======== MATERIAL PROVIDED

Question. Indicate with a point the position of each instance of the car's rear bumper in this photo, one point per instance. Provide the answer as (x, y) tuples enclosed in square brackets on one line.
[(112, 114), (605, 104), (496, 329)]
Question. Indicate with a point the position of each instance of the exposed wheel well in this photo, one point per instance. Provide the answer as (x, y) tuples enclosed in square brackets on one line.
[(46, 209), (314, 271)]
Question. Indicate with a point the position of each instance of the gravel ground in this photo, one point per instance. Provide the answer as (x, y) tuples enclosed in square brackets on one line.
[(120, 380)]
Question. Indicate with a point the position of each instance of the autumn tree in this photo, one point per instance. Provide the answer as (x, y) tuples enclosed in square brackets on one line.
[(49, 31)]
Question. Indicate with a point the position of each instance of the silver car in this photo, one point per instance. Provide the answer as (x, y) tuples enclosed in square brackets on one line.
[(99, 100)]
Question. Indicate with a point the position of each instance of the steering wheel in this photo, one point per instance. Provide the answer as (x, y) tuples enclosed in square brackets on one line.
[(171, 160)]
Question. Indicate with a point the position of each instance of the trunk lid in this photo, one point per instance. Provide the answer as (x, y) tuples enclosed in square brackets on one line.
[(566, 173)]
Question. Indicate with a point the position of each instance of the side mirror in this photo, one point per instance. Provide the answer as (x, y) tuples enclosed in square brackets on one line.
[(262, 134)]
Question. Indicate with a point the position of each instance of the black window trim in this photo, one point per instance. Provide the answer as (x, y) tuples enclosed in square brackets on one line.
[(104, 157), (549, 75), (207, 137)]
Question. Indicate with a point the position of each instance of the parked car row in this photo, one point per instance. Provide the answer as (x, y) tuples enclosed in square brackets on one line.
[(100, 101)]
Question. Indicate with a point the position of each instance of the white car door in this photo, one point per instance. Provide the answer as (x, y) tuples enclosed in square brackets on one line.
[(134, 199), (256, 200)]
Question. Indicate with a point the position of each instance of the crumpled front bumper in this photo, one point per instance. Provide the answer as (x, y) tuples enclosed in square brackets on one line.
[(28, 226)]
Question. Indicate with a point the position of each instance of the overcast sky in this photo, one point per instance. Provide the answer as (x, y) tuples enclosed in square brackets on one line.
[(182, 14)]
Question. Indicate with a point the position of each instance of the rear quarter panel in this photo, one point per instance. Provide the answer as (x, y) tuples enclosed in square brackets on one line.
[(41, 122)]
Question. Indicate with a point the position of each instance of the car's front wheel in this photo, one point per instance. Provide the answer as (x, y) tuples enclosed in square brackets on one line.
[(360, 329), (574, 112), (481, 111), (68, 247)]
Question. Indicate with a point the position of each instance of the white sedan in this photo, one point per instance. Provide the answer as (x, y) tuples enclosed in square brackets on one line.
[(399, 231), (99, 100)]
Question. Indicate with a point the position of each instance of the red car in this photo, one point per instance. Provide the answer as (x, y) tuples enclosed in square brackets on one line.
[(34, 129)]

================

REQUIRED WORK:
Rewrite all of the material above, replacing "tuples" with "pairs" everywhere it occurs and leaving everything else unchanged.

THE OUTPUT:
Question. Indicate with a point the position of each instance of the car's rear bumper in this photo, one point per instance. Provide the answer as (x, y) pairs enclosed in square brackets on one line.
[(112, 114), (605, 104), (496, 329)]
Question. Indicate with a point the position of each instance of the exposed wheel well in this photo, one point per instance. Provide the answer as (x, y) pairs enclosed in square brackets on one line.
[(46, 209), (314, 271)]
Question. Indicate with a point the position of each instance of the gravel ground in this photo, one point per instance. Provide the answer as (x, y) pairs enclosed in square brackets on one line.
[(120, 380)]
Question. Indicate with a point the position of each instance of the autumn tree in this photo, one point per instance. Provide the answer as (x, y) pairs enclosed in square brackets on one line.
[(49, 31)]
Question. Indicate with a point the position of each instance of the silver car in this photo, one point per instance. Provide the answer as (x, y) pairs enclosed in square brackets on one line.
[(99, 100)]
Question. Indicate with a point the position of each instance of the steering wheel in this photo, one point per instance. Provide the answer as (x, y) pairs enclosed in square brackets on one line.
[(171, 160)]
Question. Indicate with a point the position of each instance of the trunk lid in this photo, one point per instance. Provide the answer as (x, y) pairs enclosed in square brackets on one line.
[(566, 173)]
Question. Indicate with a point the position of each instance of the side mirror in this photo, one point per instance. Provide the answer as (x, y) pairs enclosed in square brackets on one line.
[(262, 134)]
Question. Indicate with a point the position of each instance of the black window trim in this photo, one point per instance. Provide the answer as (x, y) pairs enclosed in square brackets on one line.
[(104, 157), (549, 75), (207, 137)]
Question. Indicate with a point the position of each instance of the parked car row in this photo, one point per instance. Provide the answer as (x, y) pairs enclosed in square brackets on one line.
[(100, 101)]
Question. Indicate with a point the position of each instance of the white car door in this photo, one point per instance. Provide the answer as (x, y) pairs enclosed in square brackets on one line.
[(134, 199), (256, 200)]
Question. Indicate with a point the position of each instance of the crumpled front bumper in this photo, one point per instance. Provide the answer as (x, y) pairs enclosed in square brackets on one line.
[(28, 226)]
Question. Indicate with a point the position of each instance of the overcast sky in this photo, one point per instance. Provide the answer as (x, y) pairs enclosed in square brackets on one line.
[(182, 14)]
Question. Indicate with a point the position of each instance of the rear quarter panel in this photo, one point per instance. Provide the answer as (x, y) pairs enclosed in square brackets on one line.
[(41, 122)]
Question. Indicate with a point the position of each instance of the car's front wheel in this photo, one point per instance. Provide the answer as (x, y) pairs enclosed in square brackets on one line.
[(360, 329), (574, 112), (481, 111), (68, 247)]
Question. Indicate with a point the position of each instance of the white sedan in this photo, one point per instance. Provide the answer as (x, y) pairs enclosed in square brackets on one line.
[(399, 231), (99, 100)]
Question. Indicate with a point the position of each instance of the red car in this photo, one point per instance. Provide the answer as (x, y) pairs enclosed in square brackets on one line.
[(34, 129)]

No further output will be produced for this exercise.